Records from a dataset
★ ★ ★ ★ ★
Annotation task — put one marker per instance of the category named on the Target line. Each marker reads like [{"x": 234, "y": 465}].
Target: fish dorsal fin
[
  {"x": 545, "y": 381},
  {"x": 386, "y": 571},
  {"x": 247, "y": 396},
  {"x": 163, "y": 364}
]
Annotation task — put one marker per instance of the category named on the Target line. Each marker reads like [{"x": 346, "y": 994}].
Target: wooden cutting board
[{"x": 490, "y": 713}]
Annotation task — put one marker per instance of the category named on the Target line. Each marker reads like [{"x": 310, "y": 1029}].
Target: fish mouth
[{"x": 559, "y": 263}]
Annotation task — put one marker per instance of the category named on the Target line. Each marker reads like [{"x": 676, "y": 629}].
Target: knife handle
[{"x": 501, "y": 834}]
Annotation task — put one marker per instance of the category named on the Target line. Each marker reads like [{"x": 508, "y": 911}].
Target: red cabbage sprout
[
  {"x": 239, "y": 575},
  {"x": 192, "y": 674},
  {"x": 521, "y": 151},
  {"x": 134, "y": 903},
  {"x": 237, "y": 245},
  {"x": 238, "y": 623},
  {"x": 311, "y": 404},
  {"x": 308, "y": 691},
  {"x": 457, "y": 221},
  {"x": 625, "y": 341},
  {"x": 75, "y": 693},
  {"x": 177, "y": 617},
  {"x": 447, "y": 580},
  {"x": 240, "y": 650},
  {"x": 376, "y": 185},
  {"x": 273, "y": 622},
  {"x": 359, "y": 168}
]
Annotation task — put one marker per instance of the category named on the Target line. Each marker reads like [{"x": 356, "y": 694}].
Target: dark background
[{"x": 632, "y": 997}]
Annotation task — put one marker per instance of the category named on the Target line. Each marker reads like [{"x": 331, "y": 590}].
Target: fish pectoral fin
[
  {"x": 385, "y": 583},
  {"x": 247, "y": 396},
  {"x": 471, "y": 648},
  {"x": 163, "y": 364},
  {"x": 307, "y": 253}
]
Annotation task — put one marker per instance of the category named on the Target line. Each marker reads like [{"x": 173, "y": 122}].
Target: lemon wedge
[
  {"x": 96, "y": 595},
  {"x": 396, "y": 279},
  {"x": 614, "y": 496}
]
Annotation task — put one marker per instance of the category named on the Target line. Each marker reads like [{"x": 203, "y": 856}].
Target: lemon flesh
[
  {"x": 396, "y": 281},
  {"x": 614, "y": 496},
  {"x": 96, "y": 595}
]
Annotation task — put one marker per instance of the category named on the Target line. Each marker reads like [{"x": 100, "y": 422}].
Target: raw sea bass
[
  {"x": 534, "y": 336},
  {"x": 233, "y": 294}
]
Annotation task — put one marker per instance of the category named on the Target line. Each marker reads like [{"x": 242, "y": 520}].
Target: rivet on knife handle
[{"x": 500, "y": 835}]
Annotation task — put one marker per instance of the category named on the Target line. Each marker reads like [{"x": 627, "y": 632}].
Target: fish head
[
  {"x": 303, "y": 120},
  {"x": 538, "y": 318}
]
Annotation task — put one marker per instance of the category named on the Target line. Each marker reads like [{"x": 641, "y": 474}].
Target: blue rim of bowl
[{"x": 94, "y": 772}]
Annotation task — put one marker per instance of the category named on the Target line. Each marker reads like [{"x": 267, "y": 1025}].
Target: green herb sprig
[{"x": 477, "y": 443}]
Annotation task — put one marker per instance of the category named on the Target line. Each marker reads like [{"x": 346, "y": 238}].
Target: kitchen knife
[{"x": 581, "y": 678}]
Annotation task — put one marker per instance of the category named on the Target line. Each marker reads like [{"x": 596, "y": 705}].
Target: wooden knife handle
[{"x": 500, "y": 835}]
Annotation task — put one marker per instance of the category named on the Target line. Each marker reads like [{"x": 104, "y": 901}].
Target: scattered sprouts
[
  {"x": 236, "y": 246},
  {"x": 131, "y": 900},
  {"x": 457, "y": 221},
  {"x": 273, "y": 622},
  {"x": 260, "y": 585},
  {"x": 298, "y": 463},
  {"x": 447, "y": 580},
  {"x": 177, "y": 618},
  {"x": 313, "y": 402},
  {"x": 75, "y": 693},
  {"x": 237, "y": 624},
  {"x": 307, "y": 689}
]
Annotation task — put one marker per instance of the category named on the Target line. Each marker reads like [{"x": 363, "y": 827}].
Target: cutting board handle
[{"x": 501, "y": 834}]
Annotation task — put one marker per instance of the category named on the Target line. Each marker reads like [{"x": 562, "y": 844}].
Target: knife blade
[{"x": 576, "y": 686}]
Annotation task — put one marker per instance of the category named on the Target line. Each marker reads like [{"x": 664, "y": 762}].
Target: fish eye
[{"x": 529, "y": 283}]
★ ★ ★ ★ ★
- [Exercise brief] Each line above is to be copied exactly as written.

- [Problem solution]
Annotation task — put one marker per instance of the category named on the Target line. Each marker reads like [{"x": 234, "y": 465}].
Target: fish dorsal fin
[
  {"x": 545, "y": 381},
  {"x": 386, "y": 571},
  {"x": 247, "y": 396},
  {"x": 163, "y": 364}
]
Annotation task — put one marker per instance of the category named on the Target line. Each marker reads like [{"x": 346, "y": 994}].
Target: wooden cutting board
[{"x": 490, "y": 713}]
Annotation task — put one marker per instance of the category named on the Target line. Each marker reads like [{"x": 310, "y": 1029}].
Target: fish mouth
[{"x": 559, "y": 263}]
Annotation task — put one marker per instance of the category named on the Target line. Each marker reads like [{"x": 676, "y": 629}].
Target: knife handle
[{"x": 501, "y": 834}]
Annotation task — put one marker per instance of the category named on the Target line. Each marker reads like [{"x": 508, "y": 911}].
Target: red cabbage sprout
[
  {"x": 239, "y": 575},
  {"x": 192, "y": 674},
  {"x": 521, "y": 151},
  {"x": 134, "y": 903},
  {"x": 237, "y": 245},
  {"x": 238, "y": 623},
  {"x": 311, "y": 404},
  {"x": 308, "y": 691},
  {"x": 457, "y": 221},
  {"x": 625, "y": 341},
  {"x": 75, "y": 693},
  {"x": 177, "y": 617},
  {"x": 447, "y": 580},
  {"x": 240, "y": 650},
  {"x": 376, "y": 185},
  {"x": 273, "y": 622},
  {"x": 359, "y": 168}
]
Annotation task — put one marker per instance of the category named on the Target line. Each marker reads like [{"x": 356, "y": 694}].
Target: dark background
[{"x": 632, "y": 997}]
Annotation task — put one marker per instance of the category named on the Target line. Each marker reads like [{"x": 331, "y": 590}].
Target: fish pectoral fin
[
  {"x": 385, "y": 583},
  {"x": 247, "y": 396},
  {"x": 471, "y": 648},
  {"x": 163, "y": 364},
  {"x": 307, "y": 253}
]
Annotation task — put one marker per instance of the category named on the Target line. Each marker reads like [{"x": 173, "y": 122}].
Target: lemon wedge
[
  {"x": 96, "y": 595},
  {"x": 396, "y": 279},
  {"x": 614, "y": 496}
]
Annotation task — put one marker per instance of the category named on the Target line. Each marker reads like [{"x": 203, "y": 856}].
Target: lemon flesh
[
  {"x": 396, "y": 281},
  {"x": 614, "y": 496},
  {"x": 96, "y": 595}
]
Annotation task — put one marker per instance of the category named on the Target line. Each marker reads like [{"x": 100, "y": 422}].
Target: raw sea bass
[
  {"x": 534, "y": 336},
  {"x": 233, "y": 294}
]
Annotation task — put one marker per instance of the category named on the Target line. Each marker reads like [{"x": 242, "y": 520}].
Target: rivet on knife handle
[{"x": 500, "y": 835}]
Annotation task — put one marker per instance of the category named on the Target line. Each marker reads like [{"x": 627, "y": 632}].
Target: fish head
[
  {"x": 303, "y": 120},
  {"x": 538, "y": 318}
]
Annotation task — put one marker per instance of the category named on the Target line. Each marker reads like [{"x": 641, "y": 474}].
Target: blue rim of bowl
[{"x": 94, "y": 772}]
Annotation task — put one marker per instance of the category named on the Target line. Each marker reads like [{"x": 267, "y": 1025}].
Target: green herb sprig
[{"x": 477, "y": 443}]
Annotation task — put one marker per instance of the category named on the Target line. Each marker reads like [{"x": 346, "y": 238}].
Target: kitchen knife
[{"x": 581, "y": 678}]
Annotation task — put one marker per instance of the category named on the Target line. Each marker reads like [{"x": 596, "y": 705}].
Target: wooden knife handle
[{"x": 500, "y": 835}]
Annotation task — put one marker per instance of the category named on the Target line. Each marker reads like [{"x": 104, "y": 901}].
Target: scattered sprouts
[
  {"x": 236, "y": 246},
  {"x": 131, "y": 900},
  {"x": 457, "y": 221},
  {"x": 273, "y": 622},
  {"x": 260, "y": 585},
  {"x": 298, "y": 463},
  {"x": 447, "y": 580},
  {"x": 177, "y": 618},
  {"x": 313, "y": 402},
  {"x": 75, "y": 693},
  {"x": 237, "y": 624},
  {"x": 307, "y": 689}
]
Annotation task — put one marker per instance of the category named on the Target line. Each marker reads like [{"x": 363, "y": 827}].
Target: cutting board handle
[{"x": 501, "y": 834}]
Annotation task — put one marker per instance of the category named on the Target line. Each marker reads like [{"x": 562, "y": 844}].
Target: knife blade
[{"x": 576, "y": 686}]
Annotation task — put one marker per instance of the category named on the Target line. Each marker reads like [{"x": 664, "y": 762}].
Target: fish eye
[{"x": 529, "y": 283}]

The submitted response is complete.